Kennel Cough Symptoms to Look For

The following symptoms commonly occur in dogs with kennel cough:

  • Loud honking or hacking cough. It may seem like your pup has something stuck in its throat, and they may expel a foamy liquid that looks similar to vomit.
  • Sensitivity around the tracheal area. If you stroke your dog’s windpipe, they may start coughing.
  • Gagging, retching or wheezing.
  • Watery eyes or ocular discharge.
  • Runny nose or sneezing.

In most cases, your dog will act normally with the exception of these symptoms. However, you should seek veterinary care immediately if it looks like your pooch is having trouble breathing.

How is Kennel Cough Transmitted?

Kennel cough is mainly spread from one dog to another via droplets from coughing or sneezing. In addition, it can be passed via direct contact between dogs or with contaminated objects like toys, bedding and food bowls. The incubation period is anywhere between two and 14 days, which means that one animal can transmit the disease to another before they even begin to show symptoms themselves.

Kennel Cough Risk Factors

Pups who are frequently in contact with other dogs are at higher risk of getting kennel cough. Potential higher-risk activities or environments include:

  • Groomers.
  • Day-care centers.
  • Boarding sites.
  • Dog parks.
  • Training events.
  • Dog shows.

Dogs can also be at higher risk of contracting the condition if they are stressed or live in over-crowded, poorly ventilated or cold conditions.

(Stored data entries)
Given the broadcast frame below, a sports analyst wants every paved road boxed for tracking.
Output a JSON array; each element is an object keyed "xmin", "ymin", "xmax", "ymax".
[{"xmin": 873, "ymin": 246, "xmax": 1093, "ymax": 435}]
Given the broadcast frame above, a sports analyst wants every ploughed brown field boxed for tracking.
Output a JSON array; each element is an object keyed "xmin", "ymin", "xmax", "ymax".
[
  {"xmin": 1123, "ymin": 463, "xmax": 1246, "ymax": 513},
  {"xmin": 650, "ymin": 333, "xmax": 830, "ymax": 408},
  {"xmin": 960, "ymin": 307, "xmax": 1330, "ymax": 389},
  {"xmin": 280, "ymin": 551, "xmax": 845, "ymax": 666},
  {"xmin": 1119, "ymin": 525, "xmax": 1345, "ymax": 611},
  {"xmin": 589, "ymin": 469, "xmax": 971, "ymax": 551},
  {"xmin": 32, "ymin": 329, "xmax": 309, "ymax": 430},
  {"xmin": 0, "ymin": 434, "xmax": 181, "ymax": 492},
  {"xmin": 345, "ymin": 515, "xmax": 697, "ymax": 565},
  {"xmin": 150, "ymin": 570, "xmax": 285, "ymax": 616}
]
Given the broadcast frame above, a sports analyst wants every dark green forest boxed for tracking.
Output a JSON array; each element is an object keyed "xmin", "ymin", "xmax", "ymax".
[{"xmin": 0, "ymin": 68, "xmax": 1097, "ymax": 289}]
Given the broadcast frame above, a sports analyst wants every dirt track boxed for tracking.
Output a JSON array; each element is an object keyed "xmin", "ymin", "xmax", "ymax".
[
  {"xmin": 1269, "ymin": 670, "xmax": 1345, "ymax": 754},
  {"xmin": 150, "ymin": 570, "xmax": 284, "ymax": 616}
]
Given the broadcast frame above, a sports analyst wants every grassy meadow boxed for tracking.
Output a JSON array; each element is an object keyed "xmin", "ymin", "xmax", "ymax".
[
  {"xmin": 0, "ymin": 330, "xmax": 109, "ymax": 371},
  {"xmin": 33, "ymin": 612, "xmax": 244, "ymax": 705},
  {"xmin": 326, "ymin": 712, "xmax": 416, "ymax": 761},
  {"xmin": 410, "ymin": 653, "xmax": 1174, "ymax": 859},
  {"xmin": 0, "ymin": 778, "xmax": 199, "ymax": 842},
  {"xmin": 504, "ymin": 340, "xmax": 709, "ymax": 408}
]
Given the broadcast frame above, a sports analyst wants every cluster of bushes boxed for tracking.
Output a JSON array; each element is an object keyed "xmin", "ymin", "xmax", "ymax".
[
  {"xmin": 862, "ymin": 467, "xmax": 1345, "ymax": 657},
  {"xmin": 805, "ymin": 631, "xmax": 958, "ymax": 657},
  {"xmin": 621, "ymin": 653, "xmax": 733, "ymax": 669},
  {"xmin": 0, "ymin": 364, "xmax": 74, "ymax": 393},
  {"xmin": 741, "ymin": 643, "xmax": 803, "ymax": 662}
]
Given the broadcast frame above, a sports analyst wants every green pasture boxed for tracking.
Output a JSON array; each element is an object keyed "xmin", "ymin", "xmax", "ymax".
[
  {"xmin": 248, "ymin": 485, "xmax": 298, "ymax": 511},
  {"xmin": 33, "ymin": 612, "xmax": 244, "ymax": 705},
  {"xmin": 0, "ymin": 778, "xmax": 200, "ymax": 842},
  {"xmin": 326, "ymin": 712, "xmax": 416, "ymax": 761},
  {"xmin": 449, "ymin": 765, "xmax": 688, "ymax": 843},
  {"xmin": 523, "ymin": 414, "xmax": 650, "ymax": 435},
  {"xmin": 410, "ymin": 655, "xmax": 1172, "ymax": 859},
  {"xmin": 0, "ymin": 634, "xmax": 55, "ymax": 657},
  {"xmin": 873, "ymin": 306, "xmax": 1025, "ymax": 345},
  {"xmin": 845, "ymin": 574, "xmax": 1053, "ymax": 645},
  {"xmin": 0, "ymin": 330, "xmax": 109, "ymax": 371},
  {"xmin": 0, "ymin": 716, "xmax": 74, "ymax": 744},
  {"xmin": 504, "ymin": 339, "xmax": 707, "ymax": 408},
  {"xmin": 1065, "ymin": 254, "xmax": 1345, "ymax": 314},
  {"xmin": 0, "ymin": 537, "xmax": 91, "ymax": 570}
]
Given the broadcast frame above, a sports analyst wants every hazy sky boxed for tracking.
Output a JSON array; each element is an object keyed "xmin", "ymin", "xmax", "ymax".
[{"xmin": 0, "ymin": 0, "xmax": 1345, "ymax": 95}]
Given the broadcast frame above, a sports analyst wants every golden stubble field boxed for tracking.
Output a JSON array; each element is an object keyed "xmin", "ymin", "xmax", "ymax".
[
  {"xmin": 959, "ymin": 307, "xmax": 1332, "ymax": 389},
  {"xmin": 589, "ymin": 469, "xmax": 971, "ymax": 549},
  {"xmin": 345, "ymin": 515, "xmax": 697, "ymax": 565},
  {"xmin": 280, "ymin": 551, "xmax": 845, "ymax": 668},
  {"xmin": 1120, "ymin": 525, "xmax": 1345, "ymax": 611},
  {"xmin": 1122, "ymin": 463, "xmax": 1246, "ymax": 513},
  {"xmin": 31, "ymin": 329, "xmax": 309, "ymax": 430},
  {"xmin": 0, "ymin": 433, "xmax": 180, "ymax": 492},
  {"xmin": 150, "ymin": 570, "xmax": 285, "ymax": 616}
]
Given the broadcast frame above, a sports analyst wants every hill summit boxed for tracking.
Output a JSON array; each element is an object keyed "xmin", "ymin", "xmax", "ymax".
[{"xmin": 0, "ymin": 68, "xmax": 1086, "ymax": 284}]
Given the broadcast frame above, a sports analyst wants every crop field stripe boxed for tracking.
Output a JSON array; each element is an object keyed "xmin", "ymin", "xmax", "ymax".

__TASK GOAL__. Return the kennel cough text in full, word for word. The lines play no part in this work.

__ANSWER SPACE__.
Kennel Cough Symptoms to Look For

The following symptoms commonly occur in dogs with kennel cough:

  • Loud honking or hacking cough. It may seem like your pup has something stuck in its throat, and they may expel a foamy liquid that looks similar to vomit.
  • Sensitivity around the tracheal area. If you stroke your dog’s windpipe, they may start coughing.
  • Gagging, retching or wheezing.
  • Watery eyes or ocular discharge.
  • Runny nose or sneezing.

In most cases, your dog will act normally with the exception of these symptoms. However, you should seek veterinary care immediately if it looks like your pooch is having trouble breathing.

How is Kennel Cough Transmitted?

Kennel cough is mainly spread from one dog to another via droplets from coughing or sneezing. In addition, it can be passed via direct contact between dogs or with contaminated objects like toys, bedding and food bowls. The incubation period is anywhere between two and 14 days, which means that one animal can transmit the disease to another before they even begin to show symptoms themselves.

Kennel Cough Risk Factors

Pups who are frequently in contact with other dogs are at higher risk of getting kennel cough. Potential higher-risk activities or environments include:

  • Groomers.
  • Day-care centers.
  • Boarding sites.
  • Dog parks.
  • Training events.
  • Dog shows.

Dogs can also be at higher risk of contracting the condition if they are stressed or live in over-crowded, poorly ventilated or cold conditions.